━━ Sumber
Sebagai Nikmat Terbesar, Berikut 7 Jalan Berinteraksi dengan Al-Qur’an
INFOMU.CO | Jakarta – Dalam ceramahnya di Masjid KH Sudja Yogyakarta pada Ahad (14/09), Charis Thohari Rohman, anggota Lembaga Pengembangan Pesantren Pimpinan Wilayah Muhammadiyah DIY, mengajak jemaah untuk merenungi keistimewaan Al-Qur’an sebagai nikmat terbesar yang dikaruniakan Allah SWT.
Menurut Charis, Al-Qur’an bukan sekadar kitab suci, tetapi juga mukjizat utama Rasulullah SAW yang menghadirkan keberkahan bagi siapa pun yang berinteraksi dengannya.
Charis mengawali ceramah dengan menyinggung nikmat besar yang ditegaskan dalam Sūrah ar-Raḥmān. Ayat itu berbunyi: ar-Raḥmān, ‘allama Al-Qur’an—“Yang Maha Pengasih, yang telah mengajarkan al-Qur’an” (QS. ar-Raḥmān [55]: 1–2).
Dari sini ia menjelaskan bahwa Al-Qur’an memberi makna sejati bagi keberadaan manusia. Tanpa Al-Qur’an, manusia hanya akan seperti hewan ternak yang tidak mampu membedakan kebenaran dari kebatilan, petunjuk dari kesesatan.
Ia juga menegaskan bahwa nikmat ini jauh lebih berharga dibandingkan matahari, bulan, tumbuhan, atau bahkan bidadari, karena semuanya tidak akan berarti apa-apa tanpa keberadaan Al-Qur’an.
Setelah itu Charis menekankan bahwa Al-Qur’an adalah mukjizat terbesar Rasulullah SAW, melebihi mukjizat-mukjizat lain seperti peristiwa terbelahnya bulan atau kemampuan beliau menyembuhkan sahabat seperti Qatadah dan ‘Ali bin Abi Thalib.
━━━━
**Tugas yang Dikerjakan**
- A) Menurut berita ceramah tentang Al-Qur’an, nikmat Al-Qur’an jauh lebih berharga daripada apa saja? Sebutkan semuanya.
- B) Lanjutkan berita ceramah tentang Al-Qur’an mulai setelah kalimat terakhirnya.
Materi yang tercantum tidak berhubungan dengan berita ceramah tentang Al-Qur’an.
━━ Daftar Materi
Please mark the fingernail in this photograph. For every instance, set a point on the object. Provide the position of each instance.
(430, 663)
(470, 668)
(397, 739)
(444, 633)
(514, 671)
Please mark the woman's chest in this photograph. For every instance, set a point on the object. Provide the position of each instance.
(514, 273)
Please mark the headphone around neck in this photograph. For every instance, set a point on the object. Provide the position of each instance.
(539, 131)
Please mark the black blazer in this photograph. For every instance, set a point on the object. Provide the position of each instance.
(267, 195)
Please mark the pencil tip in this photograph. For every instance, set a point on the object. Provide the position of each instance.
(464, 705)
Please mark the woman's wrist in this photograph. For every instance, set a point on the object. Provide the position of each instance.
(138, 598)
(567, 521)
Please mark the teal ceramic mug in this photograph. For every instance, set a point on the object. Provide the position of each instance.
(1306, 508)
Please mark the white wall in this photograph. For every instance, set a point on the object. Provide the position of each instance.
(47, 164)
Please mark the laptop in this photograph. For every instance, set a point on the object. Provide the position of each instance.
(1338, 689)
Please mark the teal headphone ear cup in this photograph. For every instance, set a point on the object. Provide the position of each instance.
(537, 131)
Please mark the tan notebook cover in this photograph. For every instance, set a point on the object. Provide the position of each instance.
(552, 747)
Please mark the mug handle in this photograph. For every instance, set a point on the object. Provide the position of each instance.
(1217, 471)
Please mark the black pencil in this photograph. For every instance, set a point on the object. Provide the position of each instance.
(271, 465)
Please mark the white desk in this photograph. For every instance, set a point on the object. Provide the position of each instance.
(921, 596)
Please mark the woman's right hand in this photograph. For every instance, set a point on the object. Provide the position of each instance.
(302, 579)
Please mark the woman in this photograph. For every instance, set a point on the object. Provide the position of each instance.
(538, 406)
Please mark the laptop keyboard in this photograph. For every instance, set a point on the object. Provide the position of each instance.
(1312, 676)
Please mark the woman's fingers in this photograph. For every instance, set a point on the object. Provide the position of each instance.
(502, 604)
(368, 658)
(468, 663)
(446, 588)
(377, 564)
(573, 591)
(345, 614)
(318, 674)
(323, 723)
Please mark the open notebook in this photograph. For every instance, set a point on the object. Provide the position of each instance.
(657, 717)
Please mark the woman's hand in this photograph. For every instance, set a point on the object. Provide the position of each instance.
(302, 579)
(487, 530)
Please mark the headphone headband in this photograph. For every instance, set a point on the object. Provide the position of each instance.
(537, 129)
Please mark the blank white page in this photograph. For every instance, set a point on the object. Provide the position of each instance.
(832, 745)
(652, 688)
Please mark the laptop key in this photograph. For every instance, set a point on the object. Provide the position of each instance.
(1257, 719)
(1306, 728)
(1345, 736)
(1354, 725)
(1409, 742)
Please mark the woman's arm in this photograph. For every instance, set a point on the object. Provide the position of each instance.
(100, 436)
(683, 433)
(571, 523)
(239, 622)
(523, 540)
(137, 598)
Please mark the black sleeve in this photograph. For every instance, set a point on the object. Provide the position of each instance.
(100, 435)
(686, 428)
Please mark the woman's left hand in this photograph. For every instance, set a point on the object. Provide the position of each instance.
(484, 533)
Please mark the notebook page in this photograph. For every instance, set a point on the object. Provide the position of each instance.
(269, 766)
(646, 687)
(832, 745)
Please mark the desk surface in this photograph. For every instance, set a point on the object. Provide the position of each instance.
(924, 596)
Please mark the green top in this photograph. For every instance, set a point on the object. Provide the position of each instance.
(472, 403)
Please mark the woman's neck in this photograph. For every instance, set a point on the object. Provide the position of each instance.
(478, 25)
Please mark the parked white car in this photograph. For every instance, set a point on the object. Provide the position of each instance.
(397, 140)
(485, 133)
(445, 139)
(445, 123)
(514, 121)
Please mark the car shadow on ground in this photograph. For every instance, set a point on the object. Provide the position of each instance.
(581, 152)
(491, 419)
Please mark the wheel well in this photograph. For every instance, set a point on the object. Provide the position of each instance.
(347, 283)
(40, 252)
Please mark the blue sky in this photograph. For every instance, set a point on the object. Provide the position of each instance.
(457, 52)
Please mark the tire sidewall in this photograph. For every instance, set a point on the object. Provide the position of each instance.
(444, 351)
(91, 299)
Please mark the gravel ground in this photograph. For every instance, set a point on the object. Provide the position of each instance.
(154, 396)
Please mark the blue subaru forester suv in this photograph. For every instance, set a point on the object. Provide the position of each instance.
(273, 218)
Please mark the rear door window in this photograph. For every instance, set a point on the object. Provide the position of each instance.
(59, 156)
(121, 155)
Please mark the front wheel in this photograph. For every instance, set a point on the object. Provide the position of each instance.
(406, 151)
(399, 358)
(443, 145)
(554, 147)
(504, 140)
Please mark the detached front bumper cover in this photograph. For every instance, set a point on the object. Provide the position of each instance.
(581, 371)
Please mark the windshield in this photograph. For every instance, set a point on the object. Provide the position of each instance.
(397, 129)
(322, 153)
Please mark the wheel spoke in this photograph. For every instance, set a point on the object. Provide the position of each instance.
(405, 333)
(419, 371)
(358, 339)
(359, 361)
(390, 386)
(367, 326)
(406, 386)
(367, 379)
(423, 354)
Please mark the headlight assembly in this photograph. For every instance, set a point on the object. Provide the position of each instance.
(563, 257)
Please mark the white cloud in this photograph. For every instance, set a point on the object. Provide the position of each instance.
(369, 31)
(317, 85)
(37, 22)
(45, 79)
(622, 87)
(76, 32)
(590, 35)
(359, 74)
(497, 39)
━━━━
**Hasil Tugas**
- A) Matahari, bulan, tumbuhan, dan bidadari.

- B)
Dalam tafsir Ibn Katsir, peristiwa pembelahan bulan dijelaskan sebagai mukjizat nyata, meski orang-orang kafir saat itu menuduhnya sihir. Akan tetapi, mukjizat-mukjizat semacam itu hanya berlaku pada zamannya dan berakhir bersama wafatnya para nabi. Adapun Al-Qur’an tetap abadi, tak lekang oleh waktu, dan selalu mendatangkan berkah.
Charis lalu membandingkan mukjizat Nabi Muhammad SAW dengan mukjizat nabi-nabi lain. Nabi Musa, misalnya, diberi kemampuan membelah laut dan mengubah tongkat menjadi ular. Nabi ‘Isa juga dikaruniai keajaiban yang menakjubkan.
Namun, menurut Charis, mukjizat Al-Qur’an memiliki keunggulan karena keberkahannya bersifat langgeng. Ia mengutip penjelasan Ibn ‘Asyur yang mengatakan: al-barakah hiya an-namā’ wa az-ziyādah wa ṭūl al-baqā’ ma‘a ad-dawām—“berkah adalah tumbuh, bertambah, dan melimpahnya kebaikan yang bersifat abadi.”
Tujuh Cara Berinteraksi dengan Al-Qur’an
Untuk memperoleh keberkahan itu, Charis menyebutkan beberapa cara berinteraksi dengan Al-Qur’an, di antaranya:
Pertama, dengan senang mendengarkan bacaan Al-Qur’an. Hanya kitab suci ini yang memberikan pahala kepada pendengarnya, terutama bila dibacakan dengan tartīl (perlahan dan jelas) serta tajwīd yang benar.
Kedua, dengan beriman kepada Al-Qur’an. Iman itu mencakup keyakinan bahwa seluruh isi kandungannya adalah kebenaran mutlak, orisinalitas teksnya terjaga sebagaimana janji Allah dalam Sūrah al-Ḥijr ayat 9, serta universalitas syariatnya yang berlaku untuk semua makhluk termasuk jin.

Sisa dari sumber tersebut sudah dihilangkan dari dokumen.